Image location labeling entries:
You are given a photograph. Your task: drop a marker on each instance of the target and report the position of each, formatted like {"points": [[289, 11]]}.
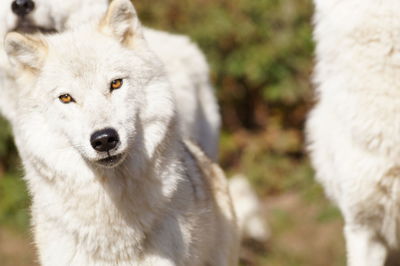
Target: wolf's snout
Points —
{"points": [[104, 140], [22, 7]]}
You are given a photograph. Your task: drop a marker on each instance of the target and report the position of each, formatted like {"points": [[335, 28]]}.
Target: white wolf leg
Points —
{"points": [[363, 247]]}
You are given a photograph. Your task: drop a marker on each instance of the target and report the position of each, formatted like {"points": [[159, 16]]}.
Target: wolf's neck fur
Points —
{"points": [[108, 213]]}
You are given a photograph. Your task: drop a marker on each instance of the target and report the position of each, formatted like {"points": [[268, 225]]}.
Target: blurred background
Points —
{"points": [[260, 52]]}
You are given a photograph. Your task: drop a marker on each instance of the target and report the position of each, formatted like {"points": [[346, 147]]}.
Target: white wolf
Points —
{"points": [[111, 181], [354, 130], [185, 64]]}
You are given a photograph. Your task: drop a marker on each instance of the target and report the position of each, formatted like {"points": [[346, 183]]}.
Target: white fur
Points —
{"points": [[184, 62], [164, 204], [354, 130], [248, 209]]}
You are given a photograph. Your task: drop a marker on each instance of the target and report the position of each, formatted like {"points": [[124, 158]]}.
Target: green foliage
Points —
{"points": [[260, 51]]}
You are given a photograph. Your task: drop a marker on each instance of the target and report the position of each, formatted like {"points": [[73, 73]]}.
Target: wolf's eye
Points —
{"points": [[66, 98], [116, 84]]}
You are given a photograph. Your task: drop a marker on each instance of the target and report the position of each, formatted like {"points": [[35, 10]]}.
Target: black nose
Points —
{"points": [[104, 140], [22, 7]]}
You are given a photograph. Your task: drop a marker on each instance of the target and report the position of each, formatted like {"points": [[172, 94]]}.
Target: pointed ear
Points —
{"points": [[121, 22], [27, 52]]}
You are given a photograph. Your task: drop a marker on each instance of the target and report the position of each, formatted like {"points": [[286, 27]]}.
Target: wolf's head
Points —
{"points": [[96, 91]]}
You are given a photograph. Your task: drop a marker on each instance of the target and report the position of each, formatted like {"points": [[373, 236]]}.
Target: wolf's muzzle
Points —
{"points": [[22, 7], [104, 140]]}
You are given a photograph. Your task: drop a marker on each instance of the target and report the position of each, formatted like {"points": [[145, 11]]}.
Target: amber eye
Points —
{"points": [[116, 84], [66, 98]]}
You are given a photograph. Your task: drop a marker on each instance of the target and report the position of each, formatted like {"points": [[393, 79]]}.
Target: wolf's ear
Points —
{"points": [[27, 52], [121, 22]]}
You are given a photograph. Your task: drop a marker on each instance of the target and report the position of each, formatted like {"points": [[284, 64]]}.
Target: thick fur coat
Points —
{"points": [[150, 200], [354, 130]]}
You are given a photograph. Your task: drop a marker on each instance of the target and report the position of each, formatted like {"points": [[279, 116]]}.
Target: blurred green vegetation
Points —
{"points": [[260, 52]]}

**THE REQUEST**
Gather every line of the records above that contains the string "white", and copy each of those lines in full.

**EXERCISE RESULT**
Target: white wolf leg
Target: white wolf
Target: white fur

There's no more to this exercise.